→ **EXERCISE GOAL**
Find the line that contains "Where can the windshield". Output it and every line after it to the end of the records, exactly as they appear.

━━━━━━━━━━━━━━━━━━━━━━━━━━━━━━

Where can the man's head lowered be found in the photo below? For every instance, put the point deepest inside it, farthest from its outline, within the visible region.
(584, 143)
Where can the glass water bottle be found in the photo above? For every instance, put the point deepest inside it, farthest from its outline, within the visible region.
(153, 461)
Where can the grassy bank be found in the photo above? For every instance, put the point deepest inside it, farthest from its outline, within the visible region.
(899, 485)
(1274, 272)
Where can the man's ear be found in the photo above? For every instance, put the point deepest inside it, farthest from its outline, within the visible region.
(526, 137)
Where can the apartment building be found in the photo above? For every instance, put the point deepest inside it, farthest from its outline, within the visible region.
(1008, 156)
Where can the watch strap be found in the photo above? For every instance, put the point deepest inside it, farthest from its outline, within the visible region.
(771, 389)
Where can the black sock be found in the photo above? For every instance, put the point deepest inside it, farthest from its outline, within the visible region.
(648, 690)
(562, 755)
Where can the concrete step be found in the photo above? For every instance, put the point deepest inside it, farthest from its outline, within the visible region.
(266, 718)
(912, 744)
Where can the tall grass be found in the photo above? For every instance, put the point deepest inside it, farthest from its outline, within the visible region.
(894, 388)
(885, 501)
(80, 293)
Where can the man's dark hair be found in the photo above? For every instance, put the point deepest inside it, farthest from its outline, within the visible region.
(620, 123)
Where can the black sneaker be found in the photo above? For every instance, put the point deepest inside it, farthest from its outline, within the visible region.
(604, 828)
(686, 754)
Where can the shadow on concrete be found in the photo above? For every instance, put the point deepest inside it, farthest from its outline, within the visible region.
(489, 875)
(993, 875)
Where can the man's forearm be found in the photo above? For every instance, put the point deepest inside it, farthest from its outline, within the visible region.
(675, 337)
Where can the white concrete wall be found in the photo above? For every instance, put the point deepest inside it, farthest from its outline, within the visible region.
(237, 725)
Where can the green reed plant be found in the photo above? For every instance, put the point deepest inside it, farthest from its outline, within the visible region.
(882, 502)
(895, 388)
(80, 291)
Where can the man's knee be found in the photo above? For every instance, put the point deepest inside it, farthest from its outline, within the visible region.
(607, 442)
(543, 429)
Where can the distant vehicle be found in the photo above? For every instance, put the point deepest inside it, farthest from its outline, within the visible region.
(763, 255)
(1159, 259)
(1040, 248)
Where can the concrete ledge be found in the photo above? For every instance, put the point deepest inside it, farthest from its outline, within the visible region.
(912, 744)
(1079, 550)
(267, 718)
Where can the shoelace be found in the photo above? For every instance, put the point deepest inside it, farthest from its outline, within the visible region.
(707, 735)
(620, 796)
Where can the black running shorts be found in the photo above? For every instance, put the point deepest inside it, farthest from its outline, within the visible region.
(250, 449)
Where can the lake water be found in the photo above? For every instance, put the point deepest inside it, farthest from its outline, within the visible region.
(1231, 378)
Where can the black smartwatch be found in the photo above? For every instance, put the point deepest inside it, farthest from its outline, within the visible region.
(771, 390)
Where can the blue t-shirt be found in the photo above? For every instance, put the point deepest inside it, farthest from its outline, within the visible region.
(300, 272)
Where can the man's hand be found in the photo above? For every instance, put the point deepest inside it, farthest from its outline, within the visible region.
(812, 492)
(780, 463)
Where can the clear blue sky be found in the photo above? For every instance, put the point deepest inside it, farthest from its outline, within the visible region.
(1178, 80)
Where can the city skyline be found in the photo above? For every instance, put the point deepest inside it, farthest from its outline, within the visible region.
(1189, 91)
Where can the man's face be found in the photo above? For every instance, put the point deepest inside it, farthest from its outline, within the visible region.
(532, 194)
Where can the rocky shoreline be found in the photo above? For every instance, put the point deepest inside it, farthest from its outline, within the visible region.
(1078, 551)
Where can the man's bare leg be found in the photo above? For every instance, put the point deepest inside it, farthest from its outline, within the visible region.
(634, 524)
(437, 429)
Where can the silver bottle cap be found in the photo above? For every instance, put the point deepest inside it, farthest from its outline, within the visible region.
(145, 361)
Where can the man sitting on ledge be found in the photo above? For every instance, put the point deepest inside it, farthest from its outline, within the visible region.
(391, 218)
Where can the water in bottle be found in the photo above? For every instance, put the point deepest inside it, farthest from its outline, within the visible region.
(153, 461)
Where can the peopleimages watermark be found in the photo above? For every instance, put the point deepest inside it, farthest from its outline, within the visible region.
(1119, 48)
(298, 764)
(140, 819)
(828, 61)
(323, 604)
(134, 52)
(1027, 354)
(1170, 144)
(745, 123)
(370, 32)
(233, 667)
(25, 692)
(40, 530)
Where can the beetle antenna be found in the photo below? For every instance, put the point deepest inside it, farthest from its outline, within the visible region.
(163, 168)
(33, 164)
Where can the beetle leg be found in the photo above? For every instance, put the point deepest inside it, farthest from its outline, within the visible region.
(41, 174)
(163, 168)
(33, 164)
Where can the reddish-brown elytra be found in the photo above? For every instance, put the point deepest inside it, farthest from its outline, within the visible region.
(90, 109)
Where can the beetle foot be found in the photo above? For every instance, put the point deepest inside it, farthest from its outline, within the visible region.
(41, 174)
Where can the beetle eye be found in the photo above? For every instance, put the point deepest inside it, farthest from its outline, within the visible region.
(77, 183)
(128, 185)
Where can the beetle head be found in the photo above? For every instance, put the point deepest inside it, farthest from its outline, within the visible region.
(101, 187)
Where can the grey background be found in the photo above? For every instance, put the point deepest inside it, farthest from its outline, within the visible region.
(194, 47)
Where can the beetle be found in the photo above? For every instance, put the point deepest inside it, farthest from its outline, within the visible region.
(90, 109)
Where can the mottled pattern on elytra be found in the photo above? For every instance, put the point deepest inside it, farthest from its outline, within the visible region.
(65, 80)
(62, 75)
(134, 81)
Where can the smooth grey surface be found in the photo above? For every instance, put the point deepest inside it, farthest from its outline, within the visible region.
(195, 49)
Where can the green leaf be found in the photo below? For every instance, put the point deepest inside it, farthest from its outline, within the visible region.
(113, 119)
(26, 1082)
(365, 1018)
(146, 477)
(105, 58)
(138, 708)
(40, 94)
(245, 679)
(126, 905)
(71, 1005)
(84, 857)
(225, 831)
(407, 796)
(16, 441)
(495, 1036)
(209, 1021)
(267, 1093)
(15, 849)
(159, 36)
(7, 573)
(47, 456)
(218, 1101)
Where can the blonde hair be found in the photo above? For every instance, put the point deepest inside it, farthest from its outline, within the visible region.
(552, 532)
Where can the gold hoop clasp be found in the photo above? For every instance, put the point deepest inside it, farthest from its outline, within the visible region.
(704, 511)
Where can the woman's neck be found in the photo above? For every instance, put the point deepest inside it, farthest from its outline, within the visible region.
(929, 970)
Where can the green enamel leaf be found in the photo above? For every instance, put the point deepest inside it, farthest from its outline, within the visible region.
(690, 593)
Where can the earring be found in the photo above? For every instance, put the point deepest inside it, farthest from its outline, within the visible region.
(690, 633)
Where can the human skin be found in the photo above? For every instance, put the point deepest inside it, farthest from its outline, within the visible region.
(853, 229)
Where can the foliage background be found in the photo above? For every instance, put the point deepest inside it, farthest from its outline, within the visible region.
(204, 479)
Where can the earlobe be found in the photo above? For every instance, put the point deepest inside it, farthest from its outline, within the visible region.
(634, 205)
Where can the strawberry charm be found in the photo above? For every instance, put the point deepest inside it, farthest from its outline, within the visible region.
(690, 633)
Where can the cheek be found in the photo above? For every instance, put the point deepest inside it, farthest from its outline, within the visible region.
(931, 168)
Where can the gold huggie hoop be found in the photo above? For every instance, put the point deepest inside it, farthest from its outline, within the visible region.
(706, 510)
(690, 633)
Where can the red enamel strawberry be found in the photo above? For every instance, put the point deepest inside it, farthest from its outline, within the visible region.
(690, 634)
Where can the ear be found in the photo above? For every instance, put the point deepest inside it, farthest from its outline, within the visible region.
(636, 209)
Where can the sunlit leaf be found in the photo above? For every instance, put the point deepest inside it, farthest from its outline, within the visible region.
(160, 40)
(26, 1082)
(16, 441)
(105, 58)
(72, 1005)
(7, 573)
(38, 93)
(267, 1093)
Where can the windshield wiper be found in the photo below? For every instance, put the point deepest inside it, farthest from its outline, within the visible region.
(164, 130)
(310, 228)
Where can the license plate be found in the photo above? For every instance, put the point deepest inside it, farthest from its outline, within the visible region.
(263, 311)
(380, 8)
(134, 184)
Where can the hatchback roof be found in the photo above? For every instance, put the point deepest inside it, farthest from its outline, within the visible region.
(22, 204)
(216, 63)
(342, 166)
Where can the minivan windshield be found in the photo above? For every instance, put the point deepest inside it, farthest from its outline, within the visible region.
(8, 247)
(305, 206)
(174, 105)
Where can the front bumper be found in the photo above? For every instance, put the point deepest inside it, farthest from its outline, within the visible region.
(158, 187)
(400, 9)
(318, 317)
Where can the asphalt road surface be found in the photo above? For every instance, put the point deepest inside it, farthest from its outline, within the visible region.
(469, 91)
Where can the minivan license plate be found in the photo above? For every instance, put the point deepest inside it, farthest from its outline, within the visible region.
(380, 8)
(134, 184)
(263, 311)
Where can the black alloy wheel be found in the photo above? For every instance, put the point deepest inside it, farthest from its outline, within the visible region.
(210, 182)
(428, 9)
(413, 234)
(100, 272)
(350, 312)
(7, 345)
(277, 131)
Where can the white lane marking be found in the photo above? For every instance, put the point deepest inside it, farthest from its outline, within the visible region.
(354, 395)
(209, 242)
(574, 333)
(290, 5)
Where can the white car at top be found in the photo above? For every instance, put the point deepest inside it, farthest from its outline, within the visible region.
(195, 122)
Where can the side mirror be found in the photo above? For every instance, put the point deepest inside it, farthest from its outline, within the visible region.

━━━━━━━━━━━━━━━━━━━━━━━━━━━━━━

→ **RESULT OF THIS TASK**
Where can the windshield wiper be found in the photo below? For every instance, put the point deepest inside it, farthest from its outline, within the visible region.
(164, 130)
(310, 228)
Where can the license plate be found in the photo above? For every instance, put the point deepest inside it, farthest from its outline, within the visible region.
(263, 311)
(380, 8)
(134, 184)
Where can the hatchback roof be found in the photo above? For every instance, put the point deepest inside it, farthest from its outline, within the visible region.
(22, 204)
(216, 63)
(342, 166)
Where can the minivan windshield be found in the photo above? For every instance, put the point deepest inside it, farthest from its outline, within the visible region.
(8, 247)
(305, 206)
(174, 105)
Where can the front bumper be found in the photo above? For every instance, put the point deepest inside it, farthest from its outline, within the visible region.
(158, 187)
(400, 9)
(318, 317)
Where can the asphalt road surface be found in the photo above? For every instance, put the point deepest inside it, farthest from its outline, within the visible region.
(469, 91)
Where can the minivan license plate be found in the photo above? For every instance, put the point deepest inside it, farthest from its outline, within the visible region.
(380, 8)
(134, 184)
(263, 311)
Where can the black alloy wheel be found in the photo above? For every instance, put the point deepest inside it, farthest from its outline, within the visible region.
(210, 182)
(428, 9)
(413, 234)
(100, 272)
(350, 312)
(7, 345)
(277, 131)
Where can the white lane marking be found in the photo above? For every instance, put the point deepest inside it, farthest from its outline, within the visible region.
(354, 395)
(209, 242)
(574, 333)
(290, 5)
Where can the white car at top be found in the photo above? For every instance, put the point deepest inside it, farthest from its outline, within the visible region.
(195, 122)
Where can the side mirror be found in the photo above? For every instance, put the point deepest inside it, farthest from its outline, within the visible region.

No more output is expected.